**QUOTED PASSAGE:**

*** Begin section ***

- Dramatically simplify bioqdisksort(). We no longer do ordered bios so

   most of the code to deal with them has been dead for sometime.  Simplify
   the code by doing an insert sort hinted by the current head position.

Met with apathy by:	arch@

1 files changed, 40 insertions, 85 deletions

diff --git a/sys/kern/subr_disk.c b/sys/kern/subr_disk.c
index 99456be..c7b6b94 100644
--- a/sys/kern/subr_disk.c
+++ b/sys/kern/subr_disk.c
@@ -70,23 +70,20 @@ bioq_init(struct bio_queue_head *head)
 	TAILQ_INIT(&head->queue);
 	head->last_offset = 0;
 	head->insert_point = NULL;
-	head->switch_point = NULL;
 }
 
 void
 bioq_remove(struct bio_queue_head *head, struct bio *bp)

*** End section ***

**WHAT YOU WILL DO:** Please retype the part of the bioqdisksort() commit that opens with the words containing "- Dramatically simplify" and closes with "bioq_init(struct bio_queue_head *head)", character for character.

**PROVIDED DATA:**
*** Begin section ***

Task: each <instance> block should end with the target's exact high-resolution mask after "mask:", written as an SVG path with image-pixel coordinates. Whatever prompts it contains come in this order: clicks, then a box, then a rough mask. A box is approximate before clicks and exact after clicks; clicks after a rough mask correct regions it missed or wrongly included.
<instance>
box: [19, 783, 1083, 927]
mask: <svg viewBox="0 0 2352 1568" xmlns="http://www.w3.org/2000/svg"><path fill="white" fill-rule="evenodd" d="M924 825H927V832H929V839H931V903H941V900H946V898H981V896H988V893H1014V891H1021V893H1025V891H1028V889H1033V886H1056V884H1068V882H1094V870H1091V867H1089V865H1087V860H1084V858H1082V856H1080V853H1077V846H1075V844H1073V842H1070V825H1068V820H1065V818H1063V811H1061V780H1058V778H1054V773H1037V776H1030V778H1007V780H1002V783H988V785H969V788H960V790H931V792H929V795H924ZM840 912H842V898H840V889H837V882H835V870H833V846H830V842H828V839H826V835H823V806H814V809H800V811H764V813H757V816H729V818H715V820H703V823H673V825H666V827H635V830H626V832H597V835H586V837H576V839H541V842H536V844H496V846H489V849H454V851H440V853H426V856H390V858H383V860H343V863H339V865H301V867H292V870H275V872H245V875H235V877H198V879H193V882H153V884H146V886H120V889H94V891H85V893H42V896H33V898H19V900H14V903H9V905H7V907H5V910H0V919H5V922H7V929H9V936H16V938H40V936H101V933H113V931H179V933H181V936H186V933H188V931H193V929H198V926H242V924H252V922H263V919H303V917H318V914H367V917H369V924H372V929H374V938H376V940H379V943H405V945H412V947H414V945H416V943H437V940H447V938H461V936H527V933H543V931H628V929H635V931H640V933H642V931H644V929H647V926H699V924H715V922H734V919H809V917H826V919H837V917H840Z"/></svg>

*** End section ***

**TASK ANSWER:**
- Dramatically simplify bioqdisksort(). We no longer do ordered bios so

   most of the code to deal with them has been dead for sometime.  Simplify
   the code by doing an insert sort hinted by the current head position.

Met with apathy by:	arch@

1 files changed, 40 insertions, 85 deletions

diff --git a/sys/kern/subr_disk.c b/sys/kern/subr_disk.c
index 99456be..c7b6b94 100644
--- a/sys/kern/subr_disk.c
+++ b/sys/kern/subr_disk.c
@@ -70,23 +70,20 @@ bioq_init(struct bio_queue_head *head)